* _Exercise instructions_:
Return every one of the records below verbatim, reproducing each line without any alteration.

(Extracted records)

(begin)

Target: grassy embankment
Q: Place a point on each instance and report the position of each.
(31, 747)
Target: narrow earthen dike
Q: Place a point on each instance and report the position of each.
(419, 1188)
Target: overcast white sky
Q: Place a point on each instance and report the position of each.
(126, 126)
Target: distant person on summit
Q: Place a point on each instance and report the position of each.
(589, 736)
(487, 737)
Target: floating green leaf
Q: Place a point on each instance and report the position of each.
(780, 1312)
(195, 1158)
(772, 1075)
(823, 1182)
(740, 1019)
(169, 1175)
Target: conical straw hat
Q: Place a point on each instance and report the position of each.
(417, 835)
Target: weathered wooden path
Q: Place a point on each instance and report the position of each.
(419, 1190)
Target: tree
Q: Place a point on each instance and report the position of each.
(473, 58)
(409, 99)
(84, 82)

(end)

* _Completed exercise_:
Target: grassy embankment
Q: Place a point on each instance and report the position of each.
(31, 747)
Target: narrow earthen dike
Q: Place a point on each instance and report the position of each.
(419, 1188)
Target: overcast white sky
Q: Place a point on each instance and report the position of each.
(126, 126)
Target: distant person on summit
Q: Place a point on each instance and report the position of each.
(589, 736)
(487, 737)
Target: floating green leaf
Q: Place a point on each instance and report the position of each.
(780, 1312)
(195, 1158)
(772, 1075)
(823, 1182)
(740, 1019)
(169, 1175)
Target: conical straw hat
Q: Place a point on each instance and report the position of each.
(417, 835)
Target: weathered wooden path
Q: Place a point on each instance and report the position of each.
(419, 1190)
Target: tree
Q: Place a point on each instance and report the position of each.
(473, 58)
(409, 99)
(84, 82)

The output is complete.